◆ Job ◆
Count the lines in the rows below that contain the word 'single', and reply with that number alone.

◆ Material provided ◆
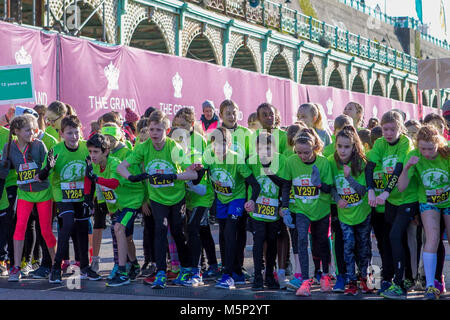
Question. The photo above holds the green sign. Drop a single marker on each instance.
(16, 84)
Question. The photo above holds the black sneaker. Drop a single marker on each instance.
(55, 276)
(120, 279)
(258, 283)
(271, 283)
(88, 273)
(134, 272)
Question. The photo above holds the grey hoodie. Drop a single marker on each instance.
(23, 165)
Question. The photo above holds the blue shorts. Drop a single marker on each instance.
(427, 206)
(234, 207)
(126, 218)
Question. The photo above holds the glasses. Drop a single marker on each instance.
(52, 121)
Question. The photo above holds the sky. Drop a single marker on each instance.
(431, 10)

* * *

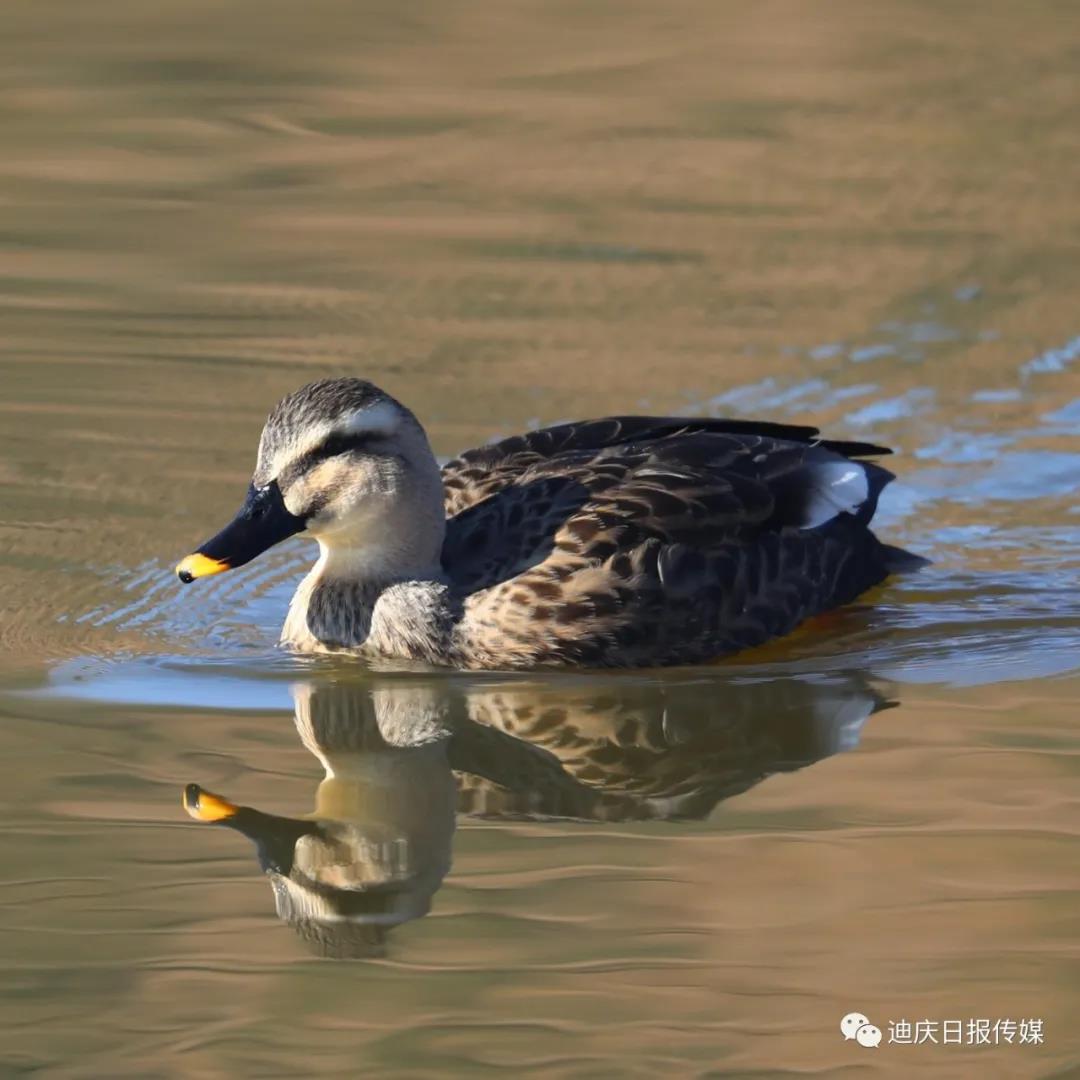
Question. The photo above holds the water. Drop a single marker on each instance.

◆ Full solution ◆
7